=== PROBLEMS TO SOLVE ===
a) Using the profile of D'Andrae Thurman, explain why the Tennessee Titans released him in October 2005.
b) Which college team besides the Southern Oregon University Raiders did Thurman play for, according to the profile of D'Andrae Thurman?
c) From the profile of D'Andrae Thurman, write out the passage from "College career" up to and including "was eventually released.".

=== TEXT TO READ ===
D'Andrae Carnell Thurman (born October 25, 1980) is an American football wide receiver who is currently a free agent. He was signed by the New York Giants of the National Football League (NFL) as an undrafted free agent in 2004. He played college football at Southern Oregon University.

Thurman has also been a member of the Houston Texans, Green Bay Packers, Tennessee Titans, Winnipeg Blue Bombers and Dallas Desperados.

College career
Thurman played college football for the Arizona Wildcats and Southern Oregon University Raiders. During his time, he had 105 receptions, 1,530 receiving yards and 4 receiving touchdowns along with a kickoff return touchdown.

Professional career

New York Giants
On May 7, 2004, he was signed by the New York Giants of the National Football League as an undrafted free agent. On June 26, 2004, he was released.

Houston Texans
On July 2, 2004, he signed with the Houston Texans. On August 30, 2004, he was eventually released.

Pittsburgh Steelers
On September 7, 2004 he signed with the Pittsburgh Steelers to join their practice squad.

Green Bay Packers
On September 8, 2004 he signed with the Green Bay Packers. He only played 2 games and recorded 2 receptions for 12 yards.

Tennessee Titans
On September 4, 2005, he signed with the Tennessee Titans and was on the practice squad. He only appeared in 5 games and he return 9 punts for 31 yards along with 2 kickoff returns for 42 yards. On October 25, 2005, he was released after violating team rules.

Green Bay Packers
On October 25, 2005, he signed with the Green Bay Packers. He appeared in 10 games and started just one game. He recorded 7 receptions for 92 yards.

Winnipeg Blue Bombers
On May 18, 2006, he signed with the Winnipeg Blue Bombers of the Canadian Football League. He recorded 40 receptions for 426 yards and one touchdown.

Dallas Desperados
In 2007, he signed with the Dallas Desperados of the Arena Football League. He played for 2 seasons where recorded 65 receptions for 839 yards and 19 touchdowns.

Box annotations for photos:
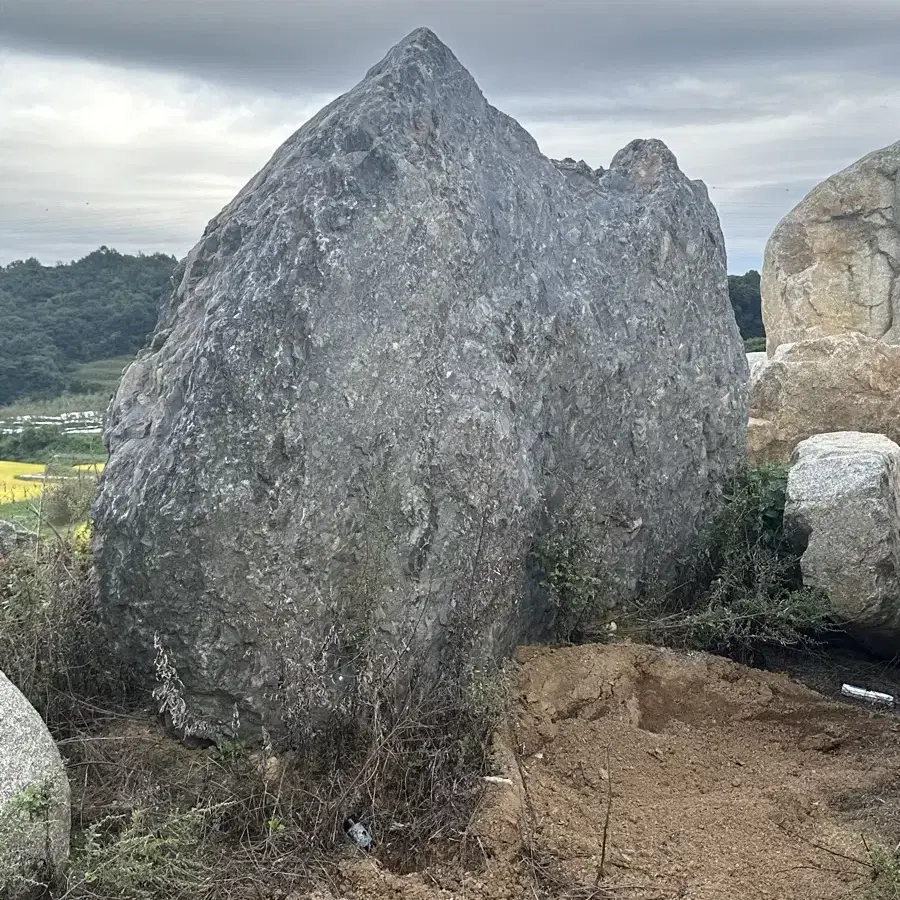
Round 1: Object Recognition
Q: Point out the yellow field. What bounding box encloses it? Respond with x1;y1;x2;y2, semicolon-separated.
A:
0;460;44;503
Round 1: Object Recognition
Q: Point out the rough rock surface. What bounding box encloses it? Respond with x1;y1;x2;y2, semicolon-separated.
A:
0;672;70;900
747;350;769;381
784;431;900;656
748;334;900;463
761;142;900;356
95;29;748;733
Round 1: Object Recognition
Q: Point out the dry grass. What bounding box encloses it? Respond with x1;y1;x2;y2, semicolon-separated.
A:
0;537;504;900
0;460;45;503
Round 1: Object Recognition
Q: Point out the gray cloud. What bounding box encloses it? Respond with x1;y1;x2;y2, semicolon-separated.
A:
0;0;900;271
0;0;900;93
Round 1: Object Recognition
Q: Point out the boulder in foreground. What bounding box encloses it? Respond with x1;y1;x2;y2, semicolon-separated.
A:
95;29;748;736
748;333;900;464
784;431;900;656
761;142;900;356
0;672;70;900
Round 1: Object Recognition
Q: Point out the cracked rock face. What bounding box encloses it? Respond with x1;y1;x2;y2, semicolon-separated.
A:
95;30;748;735
761;142;900;356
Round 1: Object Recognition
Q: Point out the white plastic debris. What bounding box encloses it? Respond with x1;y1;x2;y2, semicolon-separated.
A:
344;818;372;851
841;684;894;708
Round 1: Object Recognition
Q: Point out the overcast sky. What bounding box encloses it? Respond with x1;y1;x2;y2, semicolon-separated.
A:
0;0;900;272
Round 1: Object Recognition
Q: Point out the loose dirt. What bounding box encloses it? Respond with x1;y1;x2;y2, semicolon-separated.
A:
324;645;900;900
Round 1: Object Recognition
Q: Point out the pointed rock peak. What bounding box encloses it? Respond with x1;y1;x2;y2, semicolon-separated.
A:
367;28;472;87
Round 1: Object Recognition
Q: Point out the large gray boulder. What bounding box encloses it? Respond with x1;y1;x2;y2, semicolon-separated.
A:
748;332;900;463
0;672;70;900
94;29;748;735
784;431;900;656
760;142;900;356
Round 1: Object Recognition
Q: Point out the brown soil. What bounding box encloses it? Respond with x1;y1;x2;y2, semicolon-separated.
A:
320;645;900;900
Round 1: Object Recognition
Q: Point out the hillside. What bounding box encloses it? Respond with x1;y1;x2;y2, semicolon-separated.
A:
0;247;176;406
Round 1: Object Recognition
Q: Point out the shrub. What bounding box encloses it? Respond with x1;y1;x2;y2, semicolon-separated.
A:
0;539;133;729
41;472;97;528
634;465;829;662
534;516;614;643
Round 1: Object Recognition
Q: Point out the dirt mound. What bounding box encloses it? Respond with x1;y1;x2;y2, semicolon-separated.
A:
324;645;900;900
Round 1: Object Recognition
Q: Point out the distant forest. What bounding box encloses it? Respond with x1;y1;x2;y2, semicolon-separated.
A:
0;247;177;406
728;269;766;349
0;247;765;406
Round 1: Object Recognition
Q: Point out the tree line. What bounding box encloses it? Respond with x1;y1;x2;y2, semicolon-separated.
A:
728;269;766;349
0;247;177;406
0;247;765;406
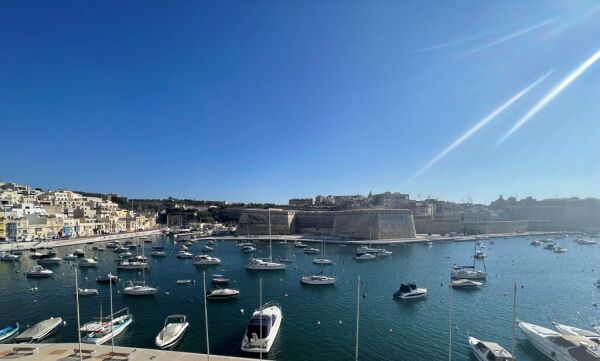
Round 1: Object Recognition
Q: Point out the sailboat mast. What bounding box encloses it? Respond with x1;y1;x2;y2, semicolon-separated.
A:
202;271;210;361
108;279;115;355
354;275;360;361
511;281;517;357
258;278;262;360
268;208;273;260
75;267;82;361
448;287;452;361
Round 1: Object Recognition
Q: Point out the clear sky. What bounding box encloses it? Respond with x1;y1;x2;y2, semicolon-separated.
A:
0;0;600;202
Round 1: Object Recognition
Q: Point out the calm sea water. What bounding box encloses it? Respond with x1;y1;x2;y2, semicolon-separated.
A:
0;236;600;361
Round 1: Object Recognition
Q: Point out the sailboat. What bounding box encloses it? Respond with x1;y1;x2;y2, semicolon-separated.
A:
313;237;333;264
123;243;158;296
246;208;286;271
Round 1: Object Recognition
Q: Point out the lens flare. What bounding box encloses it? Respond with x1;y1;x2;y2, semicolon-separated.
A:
496;50;600;145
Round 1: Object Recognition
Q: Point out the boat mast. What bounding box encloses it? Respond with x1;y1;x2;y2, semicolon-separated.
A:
202;271;210;361
354;275;360;361
268;208;273;260
258;278;262;361
511;281;517;359
108;272;115;355
75;267;82;361
448;287;452;361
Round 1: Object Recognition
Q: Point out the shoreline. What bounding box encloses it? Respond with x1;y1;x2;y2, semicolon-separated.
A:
0;229;161;252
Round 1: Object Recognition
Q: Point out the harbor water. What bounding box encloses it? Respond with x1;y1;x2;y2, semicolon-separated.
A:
0;235;600;361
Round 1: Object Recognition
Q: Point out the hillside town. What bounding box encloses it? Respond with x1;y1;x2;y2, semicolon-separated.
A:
0;182;156;242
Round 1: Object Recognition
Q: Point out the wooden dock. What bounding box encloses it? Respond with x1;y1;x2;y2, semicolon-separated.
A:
0;343;253;361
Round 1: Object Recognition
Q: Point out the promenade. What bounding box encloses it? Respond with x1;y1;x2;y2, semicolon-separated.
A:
0;343;252;361
0;229;161;251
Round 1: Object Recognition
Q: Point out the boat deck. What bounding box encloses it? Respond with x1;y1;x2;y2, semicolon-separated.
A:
0;343;253;361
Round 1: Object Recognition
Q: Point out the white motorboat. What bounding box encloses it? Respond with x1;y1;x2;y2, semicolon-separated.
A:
450;279;483;288
154;315;190;350
206;288;240;300
517;321;600;361
303;247;319;254
150;246;167;257
375;248;392;257
79;258;98;267
354;251;377;261
300;274;337;285
15;317;63;343
77;288;98;296
394;282;427;300
79;308;133;345
469;337;516;361
313;257;333;265
246;258;286;271
117;260;148;270
552;244;567;253
450;266;487;280
37;257;62;265
25;265;54;278
177;250;194;259
194;254;221;266
123;282;158;296
241;302;283;353
242;246;256;253
552;322;600;338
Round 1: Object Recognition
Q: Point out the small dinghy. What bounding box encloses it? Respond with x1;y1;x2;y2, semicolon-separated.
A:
77;288;98;296
0;323;19;342
206;288;240;300
15;317;62;343
177;280;195;285
154;315;190;350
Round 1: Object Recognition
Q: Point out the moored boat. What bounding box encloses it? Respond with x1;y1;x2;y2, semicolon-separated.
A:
154;315;190;350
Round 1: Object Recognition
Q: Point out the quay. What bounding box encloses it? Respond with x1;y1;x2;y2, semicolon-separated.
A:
0;229;161;252
0;343;253;361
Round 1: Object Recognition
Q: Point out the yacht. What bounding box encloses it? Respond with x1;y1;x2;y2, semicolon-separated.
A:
300;274;337;285
242;246;256;253
450;279;483;288
25;265;54;278
450;266;487;280
354;251;377;261
15;317;63;343
79;258;98;267
469;337;516;361
79;308;133;345
37;256;62;265
303;247;319;254
242;302;283;353
150;246;167;257
154;315;190;350
394;282;427;300
194;254;221;266
375;248;392;257
177;250;194;258
206;288;240;300
0;323;19;342
517;321;600;361
77;288;98;296
96;273;119;283
246;258;286;271
552;322;600;341
313;257;333;265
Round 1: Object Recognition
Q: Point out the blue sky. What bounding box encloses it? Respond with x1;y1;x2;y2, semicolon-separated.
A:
0;0;600;202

=== TASK-BY-TASK OUTPUTS ===
a) The Tennessee Titans released him on October 25, 2005, because he violated team rules.

b) The Arizona Wildcats.

c)
College career
Thurman played college football for the Arizona Wildcats and Southern Oregon University Raiders. During his time, he had 105 receptions, 1,530 receiving yards and 4 receiving touchdowns along with a kickoff return touchdown.

Professional career

New York Giants
On May 7, 2004, he was signed by the New York Giants of the National Football League as an undrafted free agent. On June 26, 2004, he was released.

Houston Texans
On July 2, 2004, he signed with the Houston Texans. On August 30, 2004, he was eventually released.